◆ THE REQUEST ◆
Replace "pick out" with "locate" everywhere it occurs in the entries below, and reproduce them otherwise unchanged.

(Entries from a point annotation set)
━━━

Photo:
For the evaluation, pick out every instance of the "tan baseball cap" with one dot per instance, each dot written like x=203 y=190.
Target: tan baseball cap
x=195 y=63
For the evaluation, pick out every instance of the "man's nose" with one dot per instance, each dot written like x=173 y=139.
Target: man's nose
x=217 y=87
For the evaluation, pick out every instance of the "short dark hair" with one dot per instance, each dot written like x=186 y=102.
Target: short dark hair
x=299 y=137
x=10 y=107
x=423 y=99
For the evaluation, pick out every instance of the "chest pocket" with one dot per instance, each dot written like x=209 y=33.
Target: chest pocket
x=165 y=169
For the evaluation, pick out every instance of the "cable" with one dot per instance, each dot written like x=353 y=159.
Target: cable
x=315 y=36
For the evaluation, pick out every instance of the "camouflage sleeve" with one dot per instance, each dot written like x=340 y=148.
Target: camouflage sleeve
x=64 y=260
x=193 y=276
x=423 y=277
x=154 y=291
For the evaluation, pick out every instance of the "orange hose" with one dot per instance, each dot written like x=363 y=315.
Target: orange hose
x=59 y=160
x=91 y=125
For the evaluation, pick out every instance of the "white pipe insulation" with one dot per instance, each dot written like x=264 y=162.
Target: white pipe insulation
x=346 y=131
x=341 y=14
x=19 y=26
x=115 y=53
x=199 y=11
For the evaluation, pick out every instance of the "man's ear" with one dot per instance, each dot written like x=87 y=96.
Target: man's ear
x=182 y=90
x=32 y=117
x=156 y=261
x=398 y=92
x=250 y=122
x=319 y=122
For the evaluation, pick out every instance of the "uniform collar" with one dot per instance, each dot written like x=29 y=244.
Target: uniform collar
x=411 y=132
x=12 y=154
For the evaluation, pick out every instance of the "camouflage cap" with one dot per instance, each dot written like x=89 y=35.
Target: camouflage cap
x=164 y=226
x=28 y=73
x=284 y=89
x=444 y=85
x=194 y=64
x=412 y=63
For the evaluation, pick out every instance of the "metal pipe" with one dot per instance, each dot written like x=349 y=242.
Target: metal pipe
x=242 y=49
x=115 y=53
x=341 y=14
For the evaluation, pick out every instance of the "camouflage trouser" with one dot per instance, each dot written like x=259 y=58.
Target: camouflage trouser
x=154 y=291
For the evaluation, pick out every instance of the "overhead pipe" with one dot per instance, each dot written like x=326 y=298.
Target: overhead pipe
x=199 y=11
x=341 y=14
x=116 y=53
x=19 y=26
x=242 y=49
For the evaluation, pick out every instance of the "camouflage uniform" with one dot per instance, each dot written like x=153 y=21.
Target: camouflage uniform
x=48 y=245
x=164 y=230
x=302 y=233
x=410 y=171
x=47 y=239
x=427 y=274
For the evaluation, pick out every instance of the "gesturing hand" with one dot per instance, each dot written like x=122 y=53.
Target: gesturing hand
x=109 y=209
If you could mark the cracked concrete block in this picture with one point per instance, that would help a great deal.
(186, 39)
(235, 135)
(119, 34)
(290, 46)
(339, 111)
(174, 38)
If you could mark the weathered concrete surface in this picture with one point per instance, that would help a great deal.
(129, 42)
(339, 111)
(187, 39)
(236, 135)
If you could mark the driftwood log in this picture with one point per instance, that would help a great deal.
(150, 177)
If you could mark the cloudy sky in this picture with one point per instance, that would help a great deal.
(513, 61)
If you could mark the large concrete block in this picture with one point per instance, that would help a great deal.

━━━

◆ PROBLEM SOLUTION ◆
Photo:
For the evaluation, locate every instance of the "tan baseball cap" with one dot per instance, each dot written like x=203 y=190.
Target: tan baseball cap
x=195 y=63
For the evaluation, locate every instance of the "man's nose" with one dot per instance, each dot written like x=173 y=139.
Target: man's nose
x=217 y=87
For the evaluation, locate every instance of the "short dark hair" with one dot per instance, each dot written like x=186 y=102.
Target: short dark hair
x=299 y=137
x=10 y=107
x=423 y=99
For the evaluation, locate every instance of the "chest pocket" with one dot per instance, each dot written like x=209 y=33.
Target: chest pocket
x=165 y=169
For the evaluation, locate every instance of the "cable" with one dot per instance, each dot written like x=353 y=159.
Target: cable
x=315 y=36
For the evaluation, locate every instance of the "camouflage sleeve" with one dot per instance, each dot written like x=340 y=148.
Target: camouflage sleeve
x=64 y=260
x=193 y=276
x=423 y=277
x=154 y=291
For the evaluation, locate every instance of the "orange hose" with one dot per instance, each dot written like x=363 y=315.
Target: orange hose
x=59 y=160
x=91 y=125
For the evaluation, locate every instance of the "white pipe insulation" with one dot per instance, each dot written like x=264 y=162.
Target: white pipe insulation
x=346 y=131
x=341 y=14
x=19 y=26
x=115 y=53
x=199 y=11
For the evaluation, locate every instance of the "man's ear" with one dot per instance, each dot written like x=87 y=96.
Target: man's ear
x=182 y=90
x=32 y=117
x=156 y=261
x=398 y=92
x=250 y=122
x=319 y=122
For the evaluation, locate every instance of the "uniform collar" with one dot per instance, each dot written like x=29 y=244.
Target: uniform collar
x=411 y=132
x=12 y=154
For the evaluation, locate every instance of the "camouflage cap" with one dot per instance, each dot written like x=89 y=35.
Target: camouflage cap
x=164 y=226
x=28 y=73
x=284 y=89
x=444 y=85
x=194 y=64
x=412 y=63
For the evaluation, locate every instance of the "metal pipe" with one dot per instance, each dot written like x=349 y=242.
Target: metal pipe
x=242 y=49
x=115 y=53
x=341 y=14
For the evaluation, locate every instance of the "camouflage trouser" with one dot per instance, each dot written like x=259 y=58.
Target: camouflage trouser
x=154 y=291
For the evaluation, locate every instance of the "overhead pipe" with one dot per instance, each dot written like x=326 y=298.
Target: overhead pipe
x=199 y=11
x=341 y=14
x=116 y=53
x=19 y=26
x=242 y=49
For the evaluation, locate every instance of the "camouflage uniform" with one dot per instance, each dot written like x=153 y=21.
Target: camouflage uniform
x=48 y=245
x=164 y=230
x=302 y=233
x=410 y=171
x=47 y=239
x=427 y=274
For the evaluation, locate every instance of the "gesturing hand" with one dot per instance, each dot written like x=122 y=53.
Target: gesturing hand
x=109 y=209
If you could mark the cracked concrete block in this picture with one point per instance, that would help a great deal.
(186, 39)
(235, 135)
(119, 34)
(290, 46)
(339, 111)
(174, 38)
If you could mark the weathered concrete surface in this picture with one point per instance, that would help a great deal.
(129, 42)
(339, 111)
(187, 39)
(236, 135)
If you could mark the driftwood log in this picture with one point per instance, that would help a great deal.
(150, 177)
If you could mark the cloudy sky in this picture with one point per instance, that would help a great deal.
(513, 61)
If you could mark the large concrete block in this picture with one point per instance, that would help a great deal.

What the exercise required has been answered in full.